[Extracted information start]

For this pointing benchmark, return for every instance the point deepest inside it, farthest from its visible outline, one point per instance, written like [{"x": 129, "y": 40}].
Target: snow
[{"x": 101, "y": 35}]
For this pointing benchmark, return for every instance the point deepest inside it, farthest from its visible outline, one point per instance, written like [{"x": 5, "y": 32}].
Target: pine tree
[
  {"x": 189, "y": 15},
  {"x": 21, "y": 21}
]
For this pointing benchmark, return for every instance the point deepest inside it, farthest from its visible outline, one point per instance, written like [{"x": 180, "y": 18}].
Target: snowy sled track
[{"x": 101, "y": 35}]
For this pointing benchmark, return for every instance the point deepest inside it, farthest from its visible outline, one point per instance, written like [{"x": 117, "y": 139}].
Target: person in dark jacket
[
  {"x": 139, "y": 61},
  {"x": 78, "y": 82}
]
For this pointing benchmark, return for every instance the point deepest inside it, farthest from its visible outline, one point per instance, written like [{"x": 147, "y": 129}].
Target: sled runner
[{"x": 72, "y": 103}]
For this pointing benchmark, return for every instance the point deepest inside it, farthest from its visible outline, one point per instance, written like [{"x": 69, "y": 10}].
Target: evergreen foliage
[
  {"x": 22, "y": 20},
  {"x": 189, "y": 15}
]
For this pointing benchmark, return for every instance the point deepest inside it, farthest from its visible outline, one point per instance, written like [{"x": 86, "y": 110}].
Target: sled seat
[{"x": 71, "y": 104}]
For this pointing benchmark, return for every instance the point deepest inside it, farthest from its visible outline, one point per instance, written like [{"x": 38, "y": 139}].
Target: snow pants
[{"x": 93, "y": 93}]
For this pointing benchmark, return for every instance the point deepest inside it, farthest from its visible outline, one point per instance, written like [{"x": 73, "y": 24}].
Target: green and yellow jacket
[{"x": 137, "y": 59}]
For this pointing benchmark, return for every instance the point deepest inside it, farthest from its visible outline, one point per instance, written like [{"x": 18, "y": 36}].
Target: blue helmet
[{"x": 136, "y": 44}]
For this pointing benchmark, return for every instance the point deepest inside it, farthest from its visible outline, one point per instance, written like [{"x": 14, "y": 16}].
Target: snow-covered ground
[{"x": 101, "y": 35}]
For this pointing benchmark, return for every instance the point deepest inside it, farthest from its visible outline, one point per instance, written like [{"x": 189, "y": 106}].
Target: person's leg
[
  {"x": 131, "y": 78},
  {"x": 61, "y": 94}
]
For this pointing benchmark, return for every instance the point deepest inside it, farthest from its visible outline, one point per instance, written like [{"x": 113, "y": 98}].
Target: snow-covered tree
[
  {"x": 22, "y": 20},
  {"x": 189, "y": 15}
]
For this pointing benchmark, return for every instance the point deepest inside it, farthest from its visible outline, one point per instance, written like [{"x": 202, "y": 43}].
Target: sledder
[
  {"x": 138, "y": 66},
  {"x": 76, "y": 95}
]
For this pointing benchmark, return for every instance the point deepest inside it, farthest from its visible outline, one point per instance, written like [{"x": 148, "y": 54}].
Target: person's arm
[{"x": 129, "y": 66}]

[Extracted information end]

Could you transcribe the records in full, exactly?

For this pointing benchmark, return for every instance the point deepest inside it, farthest from its visible outline, one point per instance, written like [{"x": 129, "y": 40}].
Target: snow
[{"x": 101, "y": 35}]
For this pointing benchmark, return for every instance the point deepest inside it, farthest from its visible outline, one point per instance, written like [{"x": 5, "y": 32}].
Target: pine tree
[
  {"x": 189, "y": 15},
  {"x": 21, "y": 21}
]
For this pointing benchmark, return for every instance the point deepest inside it, farthest from its visible outline, one point per instance, written like [{"x": 180, "y": 18}].
Target: snowy sled track
[{"x": 101, "y": 35}]
For this pointing benchmark, return for every instance the point deepest inside it, farthest from its visible outline, one point per instance, written like [{"x": 117, "y": 139}].
Target: person in dark jacket
[
  {"x": 139, "y": 61},
  {"x": 78, "y": 82}
]
For this pointing benchmark, return for every instance the point deepest inside it, farthest from its visible outline, one point per instance, written like [{"x": 147, "y": 129}].
Target: sled runner
[{"x": 72, "y": 103}]
For this pointing benchmark, return for every instance the point deepest inside it, farthest from its visible outline, one point per instance, written like [{"x": 69, "y": 10}].
Target: evergreen foliage
[
  {"x": 22, "y": 20},
  {"x": 189, "y": 15}
]
For this pointing benchmark, return for every instance the point deepest inside it, farthest from its visible outline, one point per instance, written like [{"x": 86, "y": 110}].
Target: sled seat
[{"x": 71, "y": 104}]
For this pointing benchmark, return for every instance the point deepest inside it, farthest from its visible outline, one point per instance, written like [{"x": 38, "y": 139}].
Target: snow pants
[{"x": 93, "y": 93}]
For this pointing benchmark, return for every instance the point deepest inside it, farthest from its visible outline, one point per instance, written like [{"x": 73, "y": 24}].
Target: green and yellow jacket
[{"x": 137, "y": 59}]
For this pointing benchmark, return for every instance the point deepest inside it, farthest from its visible outline, one point per instance, written like [{"x": 18, "y": 36}].
Target: blue helmet
[{"x": 136, "y": 44}]
For this pointing benchmark, return for every instance the point deepest inside it, farthest from its visible outline, one point per instance, written like [{"x": 14, "y": 16}].
Target: snow-covered ground
[{"x": 101, "y": 35}]
For this pointing benchmark, return for every instance the point deepest inside it, farthest from its visible outline, one point per instance, written like [{"x": 189, "y": 106}].
Target: person's leg
[
  {"x": 131, "y": 78},
  {"x": 61, "y": 94}
]
For this pointing benchmark, return for every instance the point deepest inside it, farthest from its visible outline, one point per instance, written like [{"x": 113, "y": 98}].
Target: snow-covered tree
[
  {"x": 22, "y": 20},
  {"x": 189, "y": 15}
]
For this pointing benchmark, return for every instance the point deepest inside it, farthest from its visible outline, one point per instance, written like [{"x": 202, "y": 43}].
Target: sledder
[
  {"x": 138, "y": 66},
  {"x": 76, "y": 95}
]
For this pointing benchmark, return for every instance the point deepest inside it, farthest from its visible outline, one point per instance, written like [{"x": 148, "y": 54}].
Target: person's arm
[{"x": 129, "y": 66}]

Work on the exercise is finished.